# TESTO DI PARTENZA:
In Albania abbiamo ascoltato la voce di chi fa parte della rete che ci ha racconta di come sia impossibile risalire al capo dell’organizzazione, perché ci si basa su emissari che poi si rifanno ad altri interlocutori, per quadro difficile da ricostruire, questa è la forza principale della mafia albanese.
I SOLDI DEL BUSINESS della marjuana sono diventati negli anni davvero tanti e il crimine albanese non ha più bisogno di fare da corriere alla mafie tradizionali, si mette in proprio e stabilisce prezzi, mercati e investimenti da compiere.
Figure di spicco come quella di Dritan Rexhepi, che evade dalle carceri di mezzo mondo, per poi diventare un boss in Ecuador alla Pablo Escobar, è la parabola di quanto è successo negli ultimi anni. Centinaia di affiliati, affidabili, pronti a tutto, senza alcun tentennamento, per la povertà dalla quale si è scappati e per la grande comunità di espatriati albanesi in giro per il mondo, difficile da tradire.
A rimanere incastrato però in questa spirale di violenza c’è anche chi semplicemente sognava un futuro migliore. C’è anche la storia di chi finisce in Italia per qualche lavoretto in ristorante e che invece viene poi costretto dalla mafia albanese a fare da manovalanza in una piazza di spaccio, massacrato poi di botte in una resa dei conti, a Mantova. Una storia che raconta direttamente dalla famiglia della vittima, in una campagna albanese, lontano dai soldi della mala e con i sogni bruciati da un’Europa che ha tradito il proprio caro. La malavita albanese eleva boss a broker della cocaina, con la conquista di porti strategici, facendo prima leva sulla corruzione in Albania, per poi emanciparsi dal singolo contesto adriatico.

Elenco dei puntamenti
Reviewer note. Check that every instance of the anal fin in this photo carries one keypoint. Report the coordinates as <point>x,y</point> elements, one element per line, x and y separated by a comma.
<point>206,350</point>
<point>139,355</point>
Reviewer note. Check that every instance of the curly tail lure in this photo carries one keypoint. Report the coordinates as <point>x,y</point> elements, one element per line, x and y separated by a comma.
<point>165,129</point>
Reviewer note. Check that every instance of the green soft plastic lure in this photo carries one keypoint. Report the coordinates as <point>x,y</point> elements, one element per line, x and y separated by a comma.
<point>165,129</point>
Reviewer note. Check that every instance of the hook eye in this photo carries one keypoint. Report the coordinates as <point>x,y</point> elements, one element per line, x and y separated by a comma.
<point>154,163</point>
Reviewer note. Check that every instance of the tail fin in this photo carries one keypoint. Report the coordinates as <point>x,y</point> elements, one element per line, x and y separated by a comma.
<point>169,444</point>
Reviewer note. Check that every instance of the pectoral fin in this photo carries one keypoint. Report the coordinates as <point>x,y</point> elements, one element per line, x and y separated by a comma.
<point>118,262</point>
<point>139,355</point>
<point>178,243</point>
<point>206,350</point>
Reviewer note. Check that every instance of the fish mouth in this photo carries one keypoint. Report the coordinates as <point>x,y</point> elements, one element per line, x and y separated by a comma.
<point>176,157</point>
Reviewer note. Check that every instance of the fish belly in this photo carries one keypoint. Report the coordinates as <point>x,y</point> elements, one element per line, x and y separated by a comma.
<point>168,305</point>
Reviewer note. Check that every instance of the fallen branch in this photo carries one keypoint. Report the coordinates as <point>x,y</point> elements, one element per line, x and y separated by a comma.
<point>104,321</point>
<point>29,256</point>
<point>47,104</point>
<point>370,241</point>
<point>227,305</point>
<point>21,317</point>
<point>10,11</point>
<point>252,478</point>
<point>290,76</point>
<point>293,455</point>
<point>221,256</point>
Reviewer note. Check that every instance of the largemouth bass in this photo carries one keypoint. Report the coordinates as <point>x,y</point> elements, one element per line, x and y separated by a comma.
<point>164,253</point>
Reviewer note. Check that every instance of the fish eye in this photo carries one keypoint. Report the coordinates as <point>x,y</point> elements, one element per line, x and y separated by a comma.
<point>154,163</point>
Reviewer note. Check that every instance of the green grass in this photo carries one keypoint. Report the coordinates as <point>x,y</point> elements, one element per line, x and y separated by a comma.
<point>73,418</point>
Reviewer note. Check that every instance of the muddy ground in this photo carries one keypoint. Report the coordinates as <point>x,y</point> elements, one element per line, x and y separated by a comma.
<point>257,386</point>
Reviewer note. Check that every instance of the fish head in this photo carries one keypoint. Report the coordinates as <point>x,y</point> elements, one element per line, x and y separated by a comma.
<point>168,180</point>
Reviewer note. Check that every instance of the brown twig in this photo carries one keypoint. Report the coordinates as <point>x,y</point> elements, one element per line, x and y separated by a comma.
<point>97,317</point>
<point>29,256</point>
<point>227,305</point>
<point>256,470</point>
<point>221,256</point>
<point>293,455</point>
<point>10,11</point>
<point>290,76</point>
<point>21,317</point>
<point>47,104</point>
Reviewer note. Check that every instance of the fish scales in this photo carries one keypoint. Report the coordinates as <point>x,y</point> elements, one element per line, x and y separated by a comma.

# COSA FARAI:
**A.** Secondo il testo sulla mafia albanese, in quale paese Dritan Rexhepi è diventato un boss?
**B.** Estrai dal testo sulla mafia albanese il tratto che va da "I SOLDI DEL BUSINESS" fino a "difficile da tradire.".

# LE RISPOSTE:
**A.** In Ecuador.

**B.**
I SOLDI DEL BUSINESS della marjuana sono diventati negli anni davvero tanti e il crimine albanese non ha più bisogno di fare da corriere alla mafie tradizionali, si mette in proprio e stabilisce prezzi, mercati e investimenti da compiere.
Figure di spicco come quella di Dritan Rexhepi, che evade dalle carceri di mezzo mondo, per poi diventare un boss in Ecuador alla Pablo Escobar, è la parabola di quanto è successo negli ultimi anni. Centinaia di affiliati, affidabili, pronti a tutto, senza alcun tentennamento, per la povertà dalla quale si è scappati e per la grande comunità di espatriati albanesi in giro per il mondo, difficile da tradire.